--- TASK DESCRIPTION ---
Report all lines of the data below that hold the word "polygon".

--- Saved data entries ---
------------------------------------------------

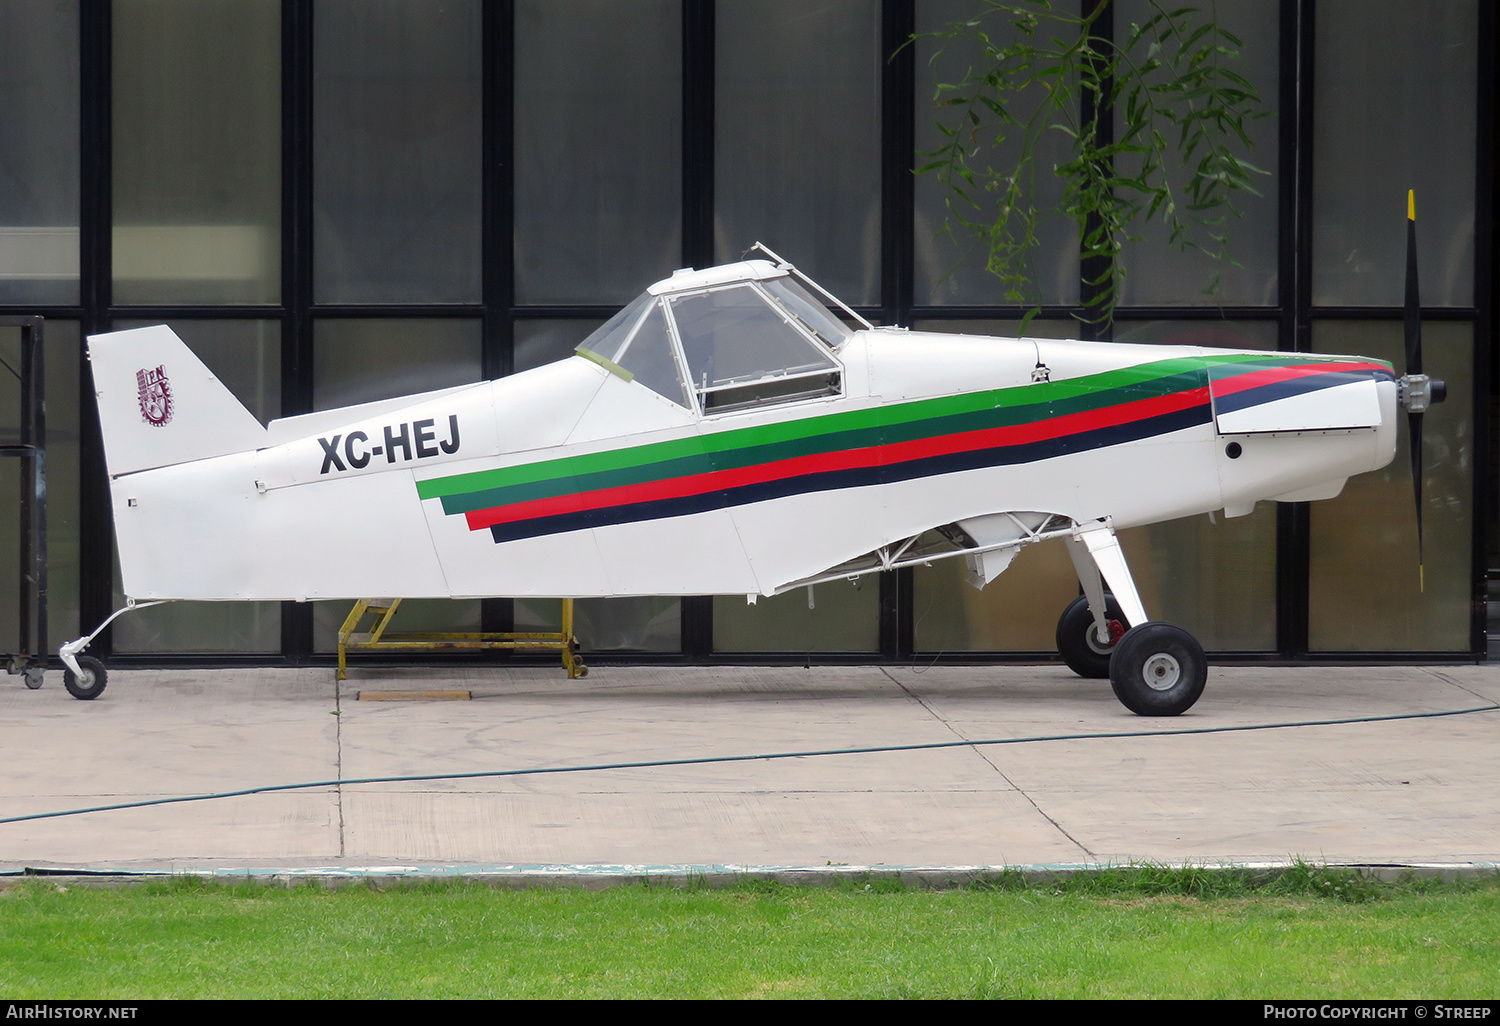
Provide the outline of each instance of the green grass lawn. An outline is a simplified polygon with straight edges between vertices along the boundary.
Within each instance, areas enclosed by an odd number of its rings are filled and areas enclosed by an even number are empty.
[[[0,891],[0,996],[1500,995],[1500,881],[1121,870],[931,891],[377,889],[47,881]]]

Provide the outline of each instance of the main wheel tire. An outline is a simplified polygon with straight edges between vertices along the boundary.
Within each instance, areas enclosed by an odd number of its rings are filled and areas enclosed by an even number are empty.
[[[1109,683],[1131,712],[1176,716],[1187,712],[1208,682],[1203,646],[1175,623],[1132,627],[1109,660]]]
[[[109,674],[104,672],[103,663],[93,656],[79,656],[78,669],[83,672],[76,676],[72,670],[63,670],[63,687],[68,689],[68,694],[83,702],[93,701],[104,694]]]
[[[1111,636],[1123,633],[1125,614],[1113,595],[1104,596],[1104,619],[1111,624]],[[1114,625],[1119,624],[1117,628]],[[1109,657],[1118,642],[1100,644],[1094,630],[1094,614],[1089,600],[1082,595],[1068,604],[1057,621],[1057,652],[1068,669],[1080,677],[1103,679],[1109,676]]]

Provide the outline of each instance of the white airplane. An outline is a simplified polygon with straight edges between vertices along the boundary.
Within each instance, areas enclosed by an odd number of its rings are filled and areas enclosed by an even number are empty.
[[[876,327],[769,250],[650,286],[536,370],[262,425],[165,326],[89,339],[129,604],[757,596],[1068,547],[1067,664],[1203,690],[1116,532],[1337,495],[1440,392],[1361,357]],[[832,300],[849,327],[818,296]],[[114,616],[110,617],[112,620]],[[105,621],[105,624],[109,620]],[[98,630],[102,630],[101,624]],[[69,691],[105,670],[63,646]]]

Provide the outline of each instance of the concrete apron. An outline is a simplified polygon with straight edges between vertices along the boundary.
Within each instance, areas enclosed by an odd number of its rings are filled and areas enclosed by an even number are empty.
[[[0,818],[316,786],[0,823],[0,872],[601,885],[1500,863],[1500,667],[1215,667],[1171,719],[1053,666],[122,670],[93,702],[56,672],[11,681]],[[398,691],[418,694],[357,698]],[[1461,710],[1484,711],[1435,715]],[[358,782],[576,767],[593,768]]]

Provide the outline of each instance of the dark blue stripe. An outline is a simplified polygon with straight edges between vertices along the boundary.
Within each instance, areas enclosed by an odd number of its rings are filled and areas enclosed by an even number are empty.
[[[547,534],[562,534],[565,531],[582,531],[591,527],[611,527],[616,524],[633,524],[645,520],[660,520],[666,517],[689,516],[732,506],[746,506],[753,502],[780,499],[788,495],[803,495],[809,492],[826,492],[836,488],[863,488],[870,485],[894,481],[911,481],[939,474],[955,474],[965,470],[980,470],[985,467],[1013,466],[1018,463],[1035,463],[1038,460],[1065,456],[1090,449],[1136,442],[1143,438],[1182,431],[1186,428],[1207,424],[1212,419],[1207,403],[1186,410],[1164,413],[1158,417],[1116,424],[1063,438],[1049,438],[1021,445],[996,446],[991,449],[976,449],[972,452],[949,453],[944,456],[927,456],[904,463],[875,467],[855,467],[848,470],[829,470],[800,477],[764,481],[700,495],[680,498],[658,499],[636,502],[605,509],[580,510],[577,513],[561,513],[533,520],[520,520],[510,524],[493,524],[490,533],[497,542],[519,541]]]
[[[1354,371],[1328,371],[1323,374],[1308,374],[1300,378],[1287,378],[1283,381],[1273,381],[1256,388],[1247,388],[1243,392],[1234,392],[1226,396],[1216,395],[1214,396],[1214,412],[1233,413],[1236,410],[1249,409],[1251,406],[1260,406],[1264,403],[1275,402],[1277,399],[1287,399],[1294,395],[1306,395],[1309,392],[1321,392],[1325,388],[1335,388],[1339,385],[1348,385],[1356,381],[1373,381],[1378,377],[1379,375],[1375,371],[1361,369]]]

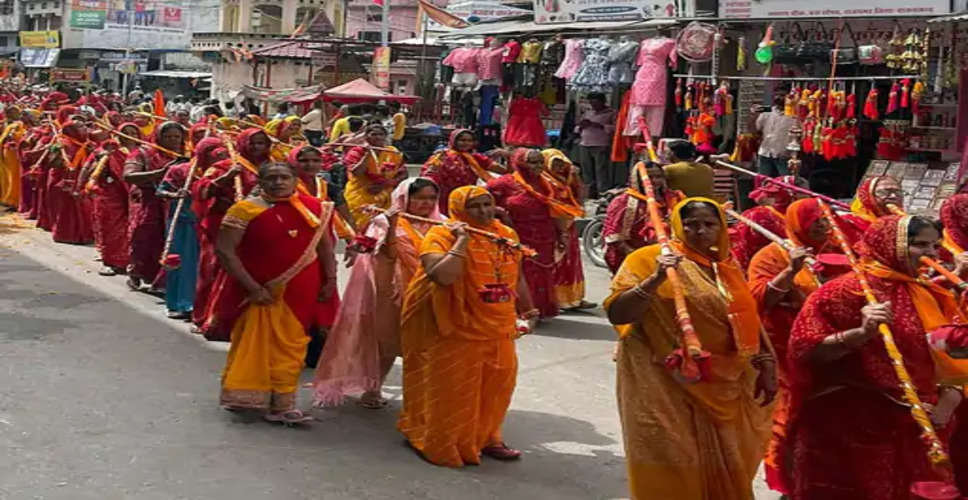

------------------------------------------------

--- RESULT ---
Provide the outline of each instance of the green grass lawn. An outline is a simplified polygon with straight edges between vertices along the boundary.
Provide the outline of each instance of the main wheel tire. An outline is a simplified polygon with straight edges between vertices along the boundary.
Provide the outline of each instance of the white airplane. An outline is a simplified polygon with straight edges between vertices along the boundary.
Provide the outline of each instance of the concrete apron. An outline is a simplified polygon with straight edges between vertices along the boundary.
Provide the outline of each instance of the dark blue stripe. An outline is a simplified polygon with straight edges between vertices along the boundary.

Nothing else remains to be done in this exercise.